Listed records
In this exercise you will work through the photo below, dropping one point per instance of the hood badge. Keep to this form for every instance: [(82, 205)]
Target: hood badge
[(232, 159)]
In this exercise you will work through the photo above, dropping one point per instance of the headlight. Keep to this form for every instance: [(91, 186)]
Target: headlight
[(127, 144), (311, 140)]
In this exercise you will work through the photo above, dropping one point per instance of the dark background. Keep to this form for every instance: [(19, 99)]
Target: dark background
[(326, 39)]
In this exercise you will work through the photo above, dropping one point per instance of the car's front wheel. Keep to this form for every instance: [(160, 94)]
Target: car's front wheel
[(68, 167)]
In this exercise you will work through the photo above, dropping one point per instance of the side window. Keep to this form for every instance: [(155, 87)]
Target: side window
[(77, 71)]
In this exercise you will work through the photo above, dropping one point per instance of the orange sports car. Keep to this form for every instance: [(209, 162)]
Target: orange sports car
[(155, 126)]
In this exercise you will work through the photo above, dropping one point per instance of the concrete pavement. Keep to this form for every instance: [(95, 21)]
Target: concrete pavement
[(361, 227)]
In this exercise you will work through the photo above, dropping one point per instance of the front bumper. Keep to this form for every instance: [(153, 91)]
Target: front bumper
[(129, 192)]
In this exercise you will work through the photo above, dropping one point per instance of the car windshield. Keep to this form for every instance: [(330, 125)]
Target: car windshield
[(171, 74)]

Written request
Starting at the line that contains "instance: [(160, 94)]" and running through the last line, give those lines again with "dropping" changed to "placing" and nothing else altered.

Task output
In this exercise you will work through the photo above, placing one point per instance of the car's front wheel. Keep to this form for every instance: [(160, 94)]
Target: car's front wheel
[(68, 167)]
In this exercise you will work through the photo above, placing one point per instance of the side window. Keep to this form for every instance: [(155, 87)]
Target: side window
[(77, 71)]
In this exercise you will work through the photo above, placing one point per instance of the orange sports car. Keep to this form for every instance: [(209, 162)]
Target: orange sports car
[(155, 126)]
In this exercise you will work through the photo above, placing one point per instance of the concrete pavement. Keep to this form for every instance: [(95, 21)]
Target: concrete pavement
[(361, 227)]
In this exercise you will work through the photo above, placing one point per instance of the front bumper. Keep to this form for every instance: [(153, 91)]
Target: front bumper
[(129, 192)]
In this exercise you will work through the photo above, placing one point per instance of the car windshield. Keep to this form for every instance: [(330, 125)]
Target: car windshield
[(171, 74)]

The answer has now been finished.